WHAT THIS TASK INVOLVES: Format as a numbered list the part that opens with the line containing "Draw the outline of every instance of the whale" and closes with the last line below, both ends included. Leave out any blank lines.

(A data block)
##########

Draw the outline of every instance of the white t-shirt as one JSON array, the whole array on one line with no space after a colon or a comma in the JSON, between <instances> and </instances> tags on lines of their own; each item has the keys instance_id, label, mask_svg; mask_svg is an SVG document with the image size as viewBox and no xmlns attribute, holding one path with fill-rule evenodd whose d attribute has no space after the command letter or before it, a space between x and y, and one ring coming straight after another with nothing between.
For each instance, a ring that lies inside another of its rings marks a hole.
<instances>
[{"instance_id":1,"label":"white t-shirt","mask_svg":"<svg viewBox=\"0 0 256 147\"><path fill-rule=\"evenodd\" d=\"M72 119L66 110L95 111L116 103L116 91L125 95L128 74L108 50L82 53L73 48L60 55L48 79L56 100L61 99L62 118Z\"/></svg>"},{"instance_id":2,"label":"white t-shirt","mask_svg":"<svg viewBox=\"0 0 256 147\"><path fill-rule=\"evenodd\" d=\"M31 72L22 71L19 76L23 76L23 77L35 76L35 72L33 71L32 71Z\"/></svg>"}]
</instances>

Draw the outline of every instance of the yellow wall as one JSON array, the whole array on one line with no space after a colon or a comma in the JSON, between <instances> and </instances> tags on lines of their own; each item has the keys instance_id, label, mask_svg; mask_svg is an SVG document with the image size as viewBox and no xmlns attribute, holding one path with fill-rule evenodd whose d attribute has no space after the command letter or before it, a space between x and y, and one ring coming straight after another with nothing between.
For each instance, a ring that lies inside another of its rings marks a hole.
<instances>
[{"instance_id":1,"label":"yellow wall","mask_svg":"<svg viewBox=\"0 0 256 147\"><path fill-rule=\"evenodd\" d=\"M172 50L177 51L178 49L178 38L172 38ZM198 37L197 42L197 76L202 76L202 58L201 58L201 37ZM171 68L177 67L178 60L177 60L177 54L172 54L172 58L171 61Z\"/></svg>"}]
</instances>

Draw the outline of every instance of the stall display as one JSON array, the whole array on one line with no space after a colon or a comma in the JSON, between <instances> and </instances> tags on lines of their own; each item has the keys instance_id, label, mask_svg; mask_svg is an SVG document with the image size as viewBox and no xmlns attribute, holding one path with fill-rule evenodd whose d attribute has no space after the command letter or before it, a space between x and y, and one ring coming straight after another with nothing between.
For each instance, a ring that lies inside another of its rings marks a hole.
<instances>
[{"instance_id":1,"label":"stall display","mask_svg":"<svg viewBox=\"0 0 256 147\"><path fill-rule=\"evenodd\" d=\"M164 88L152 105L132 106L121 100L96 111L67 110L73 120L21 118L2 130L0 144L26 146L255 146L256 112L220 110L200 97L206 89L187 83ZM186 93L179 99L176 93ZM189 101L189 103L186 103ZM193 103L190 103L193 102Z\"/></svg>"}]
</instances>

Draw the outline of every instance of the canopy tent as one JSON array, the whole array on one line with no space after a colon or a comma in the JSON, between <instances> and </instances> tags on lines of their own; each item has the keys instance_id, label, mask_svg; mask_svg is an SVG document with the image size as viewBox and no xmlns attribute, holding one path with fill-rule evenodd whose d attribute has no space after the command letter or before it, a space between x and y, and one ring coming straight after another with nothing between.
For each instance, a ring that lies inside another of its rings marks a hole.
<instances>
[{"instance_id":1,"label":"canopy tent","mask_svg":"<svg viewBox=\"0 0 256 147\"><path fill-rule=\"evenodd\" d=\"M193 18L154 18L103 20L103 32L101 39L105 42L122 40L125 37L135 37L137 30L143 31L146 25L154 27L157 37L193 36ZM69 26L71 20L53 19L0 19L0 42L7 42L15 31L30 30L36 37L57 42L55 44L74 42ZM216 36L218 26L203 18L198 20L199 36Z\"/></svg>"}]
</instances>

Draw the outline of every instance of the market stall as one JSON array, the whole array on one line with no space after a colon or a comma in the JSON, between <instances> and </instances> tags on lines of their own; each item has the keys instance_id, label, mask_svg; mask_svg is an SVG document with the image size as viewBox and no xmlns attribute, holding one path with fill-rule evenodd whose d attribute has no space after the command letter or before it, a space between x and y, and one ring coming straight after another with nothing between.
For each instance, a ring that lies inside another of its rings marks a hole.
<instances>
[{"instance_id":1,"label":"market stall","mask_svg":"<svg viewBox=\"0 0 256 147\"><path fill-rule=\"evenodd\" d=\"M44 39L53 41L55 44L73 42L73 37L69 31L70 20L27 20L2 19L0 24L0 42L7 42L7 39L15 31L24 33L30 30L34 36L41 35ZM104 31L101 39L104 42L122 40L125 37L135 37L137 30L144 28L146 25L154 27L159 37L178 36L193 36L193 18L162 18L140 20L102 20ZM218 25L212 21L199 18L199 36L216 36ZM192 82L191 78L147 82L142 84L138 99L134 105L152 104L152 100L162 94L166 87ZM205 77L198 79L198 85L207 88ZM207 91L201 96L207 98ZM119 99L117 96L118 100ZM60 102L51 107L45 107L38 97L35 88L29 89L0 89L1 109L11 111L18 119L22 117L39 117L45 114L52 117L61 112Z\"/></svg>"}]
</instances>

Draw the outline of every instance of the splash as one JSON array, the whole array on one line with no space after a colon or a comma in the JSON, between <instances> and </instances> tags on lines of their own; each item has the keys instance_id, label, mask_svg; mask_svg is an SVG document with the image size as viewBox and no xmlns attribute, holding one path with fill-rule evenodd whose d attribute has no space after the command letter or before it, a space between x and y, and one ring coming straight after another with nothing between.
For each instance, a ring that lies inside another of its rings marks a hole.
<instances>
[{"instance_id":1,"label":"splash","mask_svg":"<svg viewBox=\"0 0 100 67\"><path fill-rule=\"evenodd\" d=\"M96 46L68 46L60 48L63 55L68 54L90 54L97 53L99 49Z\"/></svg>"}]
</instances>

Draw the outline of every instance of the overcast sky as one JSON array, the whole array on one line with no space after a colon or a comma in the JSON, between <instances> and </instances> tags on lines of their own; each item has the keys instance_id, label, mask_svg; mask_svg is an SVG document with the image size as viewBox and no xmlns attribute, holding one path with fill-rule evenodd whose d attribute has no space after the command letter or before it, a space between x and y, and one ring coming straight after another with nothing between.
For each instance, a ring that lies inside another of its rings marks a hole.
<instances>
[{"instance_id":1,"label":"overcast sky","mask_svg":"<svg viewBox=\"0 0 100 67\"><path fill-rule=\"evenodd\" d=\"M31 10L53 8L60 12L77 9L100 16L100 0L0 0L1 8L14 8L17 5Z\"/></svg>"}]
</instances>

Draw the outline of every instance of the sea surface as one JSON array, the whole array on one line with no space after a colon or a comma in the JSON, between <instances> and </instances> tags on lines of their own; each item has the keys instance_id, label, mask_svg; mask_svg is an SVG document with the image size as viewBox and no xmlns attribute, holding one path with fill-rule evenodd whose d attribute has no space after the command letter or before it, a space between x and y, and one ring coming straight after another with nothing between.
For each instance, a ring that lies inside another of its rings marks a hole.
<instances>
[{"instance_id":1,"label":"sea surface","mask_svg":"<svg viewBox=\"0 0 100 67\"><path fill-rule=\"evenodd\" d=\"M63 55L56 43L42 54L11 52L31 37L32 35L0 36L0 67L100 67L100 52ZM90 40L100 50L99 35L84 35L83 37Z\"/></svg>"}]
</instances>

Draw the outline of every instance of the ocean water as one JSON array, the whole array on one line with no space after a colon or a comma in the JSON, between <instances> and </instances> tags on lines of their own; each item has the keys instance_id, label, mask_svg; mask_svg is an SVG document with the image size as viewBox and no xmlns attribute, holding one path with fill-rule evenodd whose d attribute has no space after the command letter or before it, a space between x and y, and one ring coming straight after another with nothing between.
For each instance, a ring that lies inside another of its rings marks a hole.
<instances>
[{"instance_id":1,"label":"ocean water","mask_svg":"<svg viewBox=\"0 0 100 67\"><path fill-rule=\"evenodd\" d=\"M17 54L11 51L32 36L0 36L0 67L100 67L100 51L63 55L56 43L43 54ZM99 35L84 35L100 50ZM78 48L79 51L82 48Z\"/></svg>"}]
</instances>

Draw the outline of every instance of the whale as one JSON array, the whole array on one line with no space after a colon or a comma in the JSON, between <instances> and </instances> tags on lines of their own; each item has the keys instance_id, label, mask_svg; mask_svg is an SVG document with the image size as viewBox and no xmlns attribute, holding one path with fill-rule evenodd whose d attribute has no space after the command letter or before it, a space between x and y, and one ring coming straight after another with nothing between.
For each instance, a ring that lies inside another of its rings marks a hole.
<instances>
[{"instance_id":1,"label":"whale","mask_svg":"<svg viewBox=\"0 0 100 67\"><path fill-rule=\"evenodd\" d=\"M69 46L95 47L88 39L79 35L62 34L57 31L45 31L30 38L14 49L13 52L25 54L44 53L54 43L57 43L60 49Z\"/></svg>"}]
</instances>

##########

OUTPUT:
1. Draw the outline of every instance of the whale as one JSON array, the whole array on one line with no space after a colon or a comma in the JSON, between <instances> and </instances> tags on lines of their own; each item has the keys instance_id, label, mask_svg; mask_svg is an SVG document with the image size as viewBox and no xmlns attribute, holding one path with fill-rule evenodd whose d attribute has no space after the command letter or before it, a space between x and y, and one ring coming straight after another with nothing between.
2. For each instance, a ring that lies inside another of its rings marks a hole.
3. <instances>
4. [{"instance_id":1,"label":"whale","mask_svg":"<svg viewBox=\"0 0 100 67\"><path fill-rule=\"evenodd\" d=\"M69 46L95 47L88 39L79 35L62 34L57 31L45 31L30 38L14 49L13 52L25 54L44 53L54 43L57 43L60 49Z\"/></svg>"}]
5. </instances>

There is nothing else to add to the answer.